### Short problem
Recast every line of the saved data below as a JSON list of strings, one string per line, leaving out any blank lines.

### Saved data
[BEGIN]

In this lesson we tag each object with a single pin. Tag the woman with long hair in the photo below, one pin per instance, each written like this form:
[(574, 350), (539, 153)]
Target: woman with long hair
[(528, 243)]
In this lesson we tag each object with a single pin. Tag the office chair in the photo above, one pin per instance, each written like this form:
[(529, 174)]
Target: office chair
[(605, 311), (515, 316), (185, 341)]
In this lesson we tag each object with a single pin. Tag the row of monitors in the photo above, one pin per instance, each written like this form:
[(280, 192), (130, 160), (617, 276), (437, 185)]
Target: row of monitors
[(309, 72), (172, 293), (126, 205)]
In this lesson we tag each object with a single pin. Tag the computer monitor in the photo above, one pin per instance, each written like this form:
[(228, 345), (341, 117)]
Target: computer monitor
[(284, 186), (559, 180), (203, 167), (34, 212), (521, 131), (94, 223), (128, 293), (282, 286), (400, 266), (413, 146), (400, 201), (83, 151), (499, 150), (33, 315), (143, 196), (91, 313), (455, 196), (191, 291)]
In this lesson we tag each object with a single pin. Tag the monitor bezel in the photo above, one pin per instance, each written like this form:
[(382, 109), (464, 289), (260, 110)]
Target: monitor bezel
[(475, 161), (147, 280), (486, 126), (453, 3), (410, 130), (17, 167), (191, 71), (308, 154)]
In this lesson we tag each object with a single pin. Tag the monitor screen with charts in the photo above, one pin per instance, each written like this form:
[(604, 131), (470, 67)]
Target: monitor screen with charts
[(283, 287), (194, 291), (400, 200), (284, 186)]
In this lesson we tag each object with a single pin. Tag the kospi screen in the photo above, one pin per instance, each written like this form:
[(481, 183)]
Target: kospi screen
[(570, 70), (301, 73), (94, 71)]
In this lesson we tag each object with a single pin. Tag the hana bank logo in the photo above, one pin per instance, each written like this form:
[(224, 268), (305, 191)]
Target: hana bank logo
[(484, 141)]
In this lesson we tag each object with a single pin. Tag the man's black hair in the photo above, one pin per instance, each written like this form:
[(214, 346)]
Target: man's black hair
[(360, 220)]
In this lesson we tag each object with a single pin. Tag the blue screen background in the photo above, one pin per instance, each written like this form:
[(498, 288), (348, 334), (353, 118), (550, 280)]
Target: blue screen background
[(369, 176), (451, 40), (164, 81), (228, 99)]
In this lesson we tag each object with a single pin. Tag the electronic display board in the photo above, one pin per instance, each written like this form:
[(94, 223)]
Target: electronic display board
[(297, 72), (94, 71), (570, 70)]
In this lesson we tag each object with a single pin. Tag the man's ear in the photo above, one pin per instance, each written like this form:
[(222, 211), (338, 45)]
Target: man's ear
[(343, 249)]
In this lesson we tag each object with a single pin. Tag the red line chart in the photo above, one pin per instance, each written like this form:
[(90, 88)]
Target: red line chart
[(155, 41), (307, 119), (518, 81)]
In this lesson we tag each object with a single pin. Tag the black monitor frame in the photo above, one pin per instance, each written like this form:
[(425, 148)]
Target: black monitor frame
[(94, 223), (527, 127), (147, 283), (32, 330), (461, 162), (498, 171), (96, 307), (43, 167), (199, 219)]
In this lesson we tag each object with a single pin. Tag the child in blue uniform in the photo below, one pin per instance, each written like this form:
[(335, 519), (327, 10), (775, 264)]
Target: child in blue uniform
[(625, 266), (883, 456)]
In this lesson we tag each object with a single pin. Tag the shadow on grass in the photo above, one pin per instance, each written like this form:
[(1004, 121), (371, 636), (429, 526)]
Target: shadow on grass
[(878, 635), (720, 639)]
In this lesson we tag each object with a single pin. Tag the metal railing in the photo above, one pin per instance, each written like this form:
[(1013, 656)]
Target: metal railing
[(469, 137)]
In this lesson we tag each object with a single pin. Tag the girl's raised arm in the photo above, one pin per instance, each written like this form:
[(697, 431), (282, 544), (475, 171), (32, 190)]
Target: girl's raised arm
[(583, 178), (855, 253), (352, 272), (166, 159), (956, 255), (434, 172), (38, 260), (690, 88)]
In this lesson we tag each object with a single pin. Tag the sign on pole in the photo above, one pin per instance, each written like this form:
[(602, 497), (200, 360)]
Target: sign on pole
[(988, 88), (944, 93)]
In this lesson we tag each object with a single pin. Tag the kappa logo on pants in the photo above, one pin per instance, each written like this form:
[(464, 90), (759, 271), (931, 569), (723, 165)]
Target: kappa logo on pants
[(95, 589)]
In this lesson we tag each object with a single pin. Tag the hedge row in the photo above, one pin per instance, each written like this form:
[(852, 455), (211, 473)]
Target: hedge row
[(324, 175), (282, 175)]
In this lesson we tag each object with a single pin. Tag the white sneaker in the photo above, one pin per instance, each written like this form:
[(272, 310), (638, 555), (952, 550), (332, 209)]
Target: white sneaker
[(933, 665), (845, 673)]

[END]

### Problem solution
[
  "In this lesson we tag each object with a single pin. Tag the woman with long hair in the photo below, one pin per instance, each written like this form:",
  "[(574, 350), (539, 153)]",
  "Target: woman with long hair",
  "[(528, 243)]",
  "In this lesson we tag each object with a single pin. Tag the office chair in the photo above, one pin per instance, each written like this form:",
  "[(529, 174)]",
  "Target: office chair",
  "[(605, 311), (515, 316), (185, 341)]",
  "In this lesson we tag each object with a single pin. Tag the row of monitors in the photo above, one pin per instance, each written like this form:",
  "[(280, 192), (130, 160), (617, 276), (437, 185)]",
  "Target: row of monitors",
  "[(309, 72), (172, 293), (126, 205)]",
  "In this lesson we tag each object with a single pin. Tag the computer monitor in the photo above, one pin per instance, each written like this form:",
  "[(228, 345), (341, 117)]",
  "Target: computer monitor",
  "[(284, 186), (559, 180), (203, 167), (34, 212), (521, 131), (94, 223), (128, 293), (282, 286), (400, 266), (413, 146), (400, 201), (83, 151), (499, 150), (33, 315), (143, 196), (91, 313), (455, 196), (191, 291)]",
  "In this lesson we tag each object with a single pin. Tag the monitor bezel in the photo above, one pin per instance, each written like this form:",
  "[(382, 109), (464, 289), (260, 110)]",
  "Target: monitor bezel",
  "[(475, 161), (147, 280), (486, 126), (453, 3), (410, 130), (17, 167), (191, 71), (308, 154)]",
  "In this lesson we tag each object with a single pin. Tag the monitor screen with charts in the photo above, one pin per instance, each written like this form:",
  "[(604, 131), (470, 67)]",
  "Target: monitor screen with charts",
  "[(283, 287), (194, 291), (400, 200), (284, 186)]",
  "In this lesson we tag each object with a single pin. Tag the kospi screen in the photo above, one pin per instance, each written like this form:",
  "[(481, 183)]",
  "Target: kospi screen",
  "[(570, 70), (301, 73), (94, 71)]",
  "In this lesson we tag each object with a single pin. Tag the hana bank logo in the photo above, one pin per instance, each written like this form:",
  "[(224, 268), (305, 191)]",
  "Target: hana bank logo",
  "[(484, 141)]",
  "In this lesson we tag each object with a single pin. Tag the man's black hair in the photo above, one pin per instance, each written like this form:",
  "[(214, 346)]",
  "Target: man's black hair",
  "[(360, 220)]",
  "In this lesson we tag each object with a single pin. Tag the blue screen background in the photo above, one pin per instance, each written like this form:",
  "[(498, 288), (348, 334), (353, 118), (550, 280)]",
  "Target: blue screen background",
  "[(369, 176), (451, 40), (164, 81), (228, 99)]",
  "In this lesson we tag each object with a single pin. Tag the electronic display board in the photo above, one pin per instance, each written like this form:",
  "[(94, 223)]",
  "Target: electronic display board",
  "[(297, 72), (94, 71), (570, 70)]",
  "In this lesson we tag each object with a single pin. Tag the man's ear in the photo above, one pin per instance, each written like this form:",
  "[(222, 211), (338, 45)]",
  "Target: man's ear",
  "[(343, 249)]",
  "In this lesson we tag each object with a single pin. Tag the red line chart in the photo above, one pin per instance, each written like this form:",
  "[(90, 88)]",
  "Target: red line chart",
  "[(155, 41), (307, 119), (518, 81)]",
  "In this lesson we tag each object with a single pin. Tag the black monitor frame in the photo above, one pin per instance, each written like this form:",
  "[(425, 148)]",
  "Target: black monitor frame",
  "[(94, 223), (527, 127), (147, 283), (32, 330), (461, 162), (498, 171), (96, 307), (43, 167), (199, 219)]",
  "In this lesson we tag each object with a single pin. Tag the child in blue uniform in the photo below, one pin per instance, each written like this form:",
  "[(335, 519), (327, 10), (775, 264)]",
  "Target: child in blue uniform",
  "[(625, 266), (883, 456)]",
  "In this lesson we tag each object with a single pin. Tag the shadow on grass in the photo above, one pin per instance, each written like this form:",
  "[(1004, 121), (371, 636), (429, 526)]",
  "Target: shadow on grass",
  "[(878, 635), (720, 639)]",
  "In this lesson we tag each object with a single pin. Tag the metal railing in the photo above, one pin per instance, each written like this form:",
  "[(1013, 656)]",
  "Target: metal railing",
  "[(469, 137)]",
  "In this lesson we tag each object with a single pin. Tag the girl's raised arm in the photo above, one pin per instance, each written like this form:",
  "[(697, 431), (282, 544), (475, 171), (32, 190)]",
  "Target: girl's raised arm",
  "[(583, 178), (855, 253), (352, 272), (166, 159), (956, 255), (434, 172), (38, 260), (690, 88)]",
  "In this lesson we tag each object with a single pin. Tag the sign on pole in the photo above, one pin per instance, each written like this form:",
  "[(602, 497), (200, 360)]",
  "Target: sign on pole",
  "[(988, 88), (944, 93)]",
  "In this lesson we tag each object with a single pin. Tag the kappa logo on pants in the photo above, one pin per instance, each written like this form:",
  "[(464, 90), (759, 271), (931, 569), (723, 165)]",
  "Target: kappa logo on pants",
  "[(95, 589)]",
  "In this lesson we tag each object with a single pin. Tag the hedge row in the photo above, one pin per instance, each written like this form:",
  "[(852, 455), (211, 473)]",
  "Target: hedge row",
  "[(324, 175), (282, 175)]",
  "In this lesson we tag each object with a single pin. Tag the white sneaker in the photo above, one pin per instance, each written like this form:",
  "[(272, 310), (638, 555), (952, 550), (332, 209)]",
  "Target: white sneaker",
  "[(933, 665), (845, 673)]"
]